TASKS:
a – Copy the passage on fMRI and HD EEG resolution word for word, from "Recent motor and" to "peak BOLD location.".
b – According to the passage on fMRI and HD EEG resolution, where are most of the spectral-related changes in Figure 1 localized?
c – Continue the passage on fMRI and HD EEG resolution past its final sentence.

═════ SOURCE EXTRACT

Spatial and Temporal Resolution of fMRI and HD EEG

The temporal resolution of EEG is well known to researchers and clinicians; EEG directly measures neuronal activity. On the other hand, it is commonly believed that EEG provides poor spatial detail, due to the fact the EEG signal is recorded at a distance from the source generator, the signals are “distorted” by the inhomogeneous conductivity properties of different head tissues, and the ill-posed nature of the source-estimate inverse problem.

However, given advances in dense-array EEG recordings, image processing, computational power, and inverse techniques, it is time to re-evaluate this common assumption of spatial resolution. The EGI Science Team has been at the forefront of developments in dense-array EEG technology, MR image segmentation, and big-compute solutions that enable us to address the current, practical spatial resolution of dense-array EEG for neuroimaging.

Figure 1: Location of peak motor-related activity for fMRI

Figure 1. Location of peak motor-related activity for fMRI (black star) and event-related spectral changes (high-gamma: red triangle; low-gamma: white diamond; beta: brown crescent; mu: purple circle).

Recent motor and somatosensory activation studies, conducted by EGI scientists and performed with both HD EEG and fMRI, show that when accurate head models are employed, there is good correspondence between blood oxygen level dependent (BOLD) activity and EEG spectral changes (before actual finger movement, see Figure 1). As can be seen in Figure 1, the majority of spectral related changes are localized to the primary motor cortex of the hand region (green area), similar to the peak BOLD location.

══════════
═════ DATASET ENTRIES

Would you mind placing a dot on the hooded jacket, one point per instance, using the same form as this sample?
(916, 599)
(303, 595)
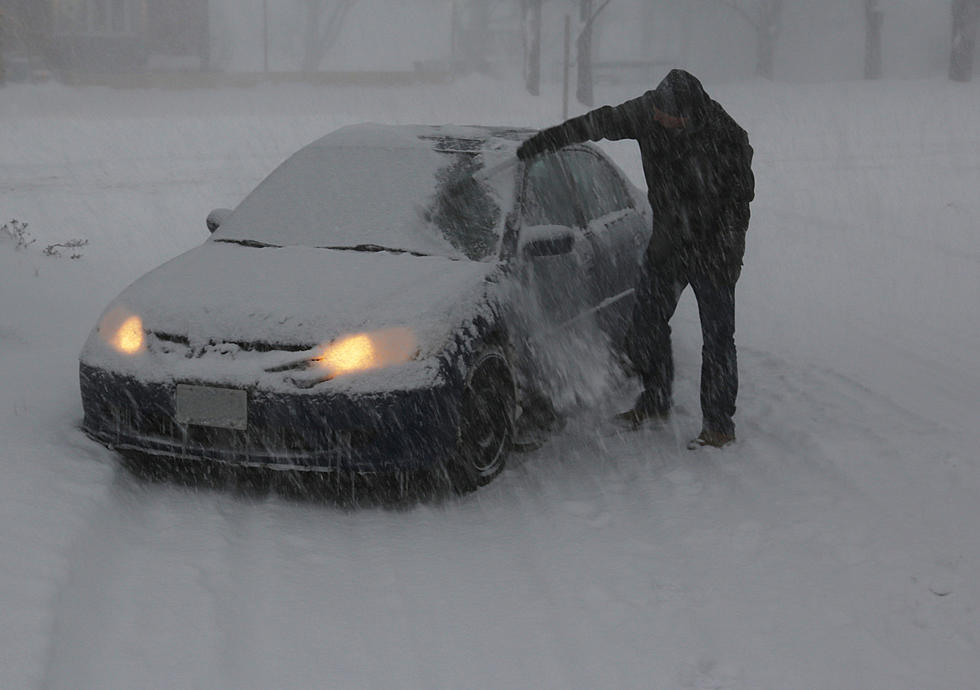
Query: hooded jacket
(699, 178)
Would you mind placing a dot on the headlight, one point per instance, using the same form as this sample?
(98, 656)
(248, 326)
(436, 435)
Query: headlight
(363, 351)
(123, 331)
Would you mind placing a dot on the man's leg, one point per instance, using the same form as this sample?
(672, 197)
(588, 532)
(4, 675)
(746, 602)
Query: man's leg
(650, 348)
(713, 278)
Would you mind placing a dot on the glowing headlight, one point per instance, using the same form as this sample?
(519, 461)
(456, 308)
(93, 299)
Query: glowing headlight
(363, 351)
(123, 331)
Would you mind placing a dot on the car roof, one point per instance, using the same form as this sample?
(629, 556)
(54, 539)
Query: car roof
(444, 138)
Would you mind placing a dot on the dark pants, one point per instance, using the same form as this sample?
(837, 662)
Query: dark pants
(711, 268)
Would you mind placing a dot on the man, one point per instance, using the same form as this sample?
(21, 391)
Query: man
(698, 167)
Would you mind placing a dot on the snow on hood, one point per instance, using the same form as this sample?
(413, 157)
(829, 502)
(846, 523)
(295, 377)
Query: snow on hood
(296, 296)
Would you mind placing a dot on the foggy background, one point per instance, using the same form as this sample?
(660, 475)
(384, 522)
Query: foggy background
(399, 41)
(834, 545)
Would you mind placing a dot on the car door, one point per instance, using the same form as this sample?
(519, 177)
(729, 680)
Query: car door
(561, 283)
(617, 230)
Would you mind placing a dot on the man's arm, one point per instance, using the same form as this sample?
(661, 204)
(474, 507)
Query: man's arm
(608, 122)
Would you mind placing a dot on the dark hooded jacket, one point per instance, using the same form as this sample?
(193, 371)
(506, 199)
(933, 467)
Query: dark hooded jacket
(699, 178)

══════════

ACTIVITY ANSWERS:
a –
Recent motor and somatosensory activation studies, conducted by EGI scientists and performed with both HD EEG and fMRI, show that when accurate head models are employed, there is good correspondence between blood oxygen level dependent (BOLD) activity and EEG spectral changes (before actual finger movement, see Figure 1). As can be seen in Figure 1, the majority of spectral related changes are localized to the primary motor cortex of the hand region (green area), similar to the peak BOLD location.

b – They are localized to the primary motor cortex of the hand region.

c –
Figure 2 EEG source activity after stimulus

Figure 2. Left: peak source activity for EEG P50 component from lateral and front views. Right: Peak BOLD response from lateral and front views.

For the somatosensory cortex, activity approximately 50 ms after stimulation of the thumb (same digit used for the motor study in Figure 1) is clearly localized to the anterior and posterior banks of the central sulcus (Figure 2) at the level of primary motor and somatosensory cortex (yellow area in Figure 1). The HD EEG findings are consistent with anatomical evidence: inputs from the somatosensory nucleus of the thalamus project to the sulcal banks of the primary somatosensory cortex (Kass 1993) and somatosensory responses span both the anterior and posterior banks(Tanji and Wise, 1981). In contrast, the peak BOLD response is in the secondary somatosensory cortex.

References

Kass, J. H. (1993). The functional organization of somatosensory cortex in primates. Annals of Anatomy, 175, 509-518.

Tanji, J., and Wise, S. P. (1981). Submodality distribution in sensorimotor cortex of the unanesthetized monkey. J Neurophysiol, 45, 467-481.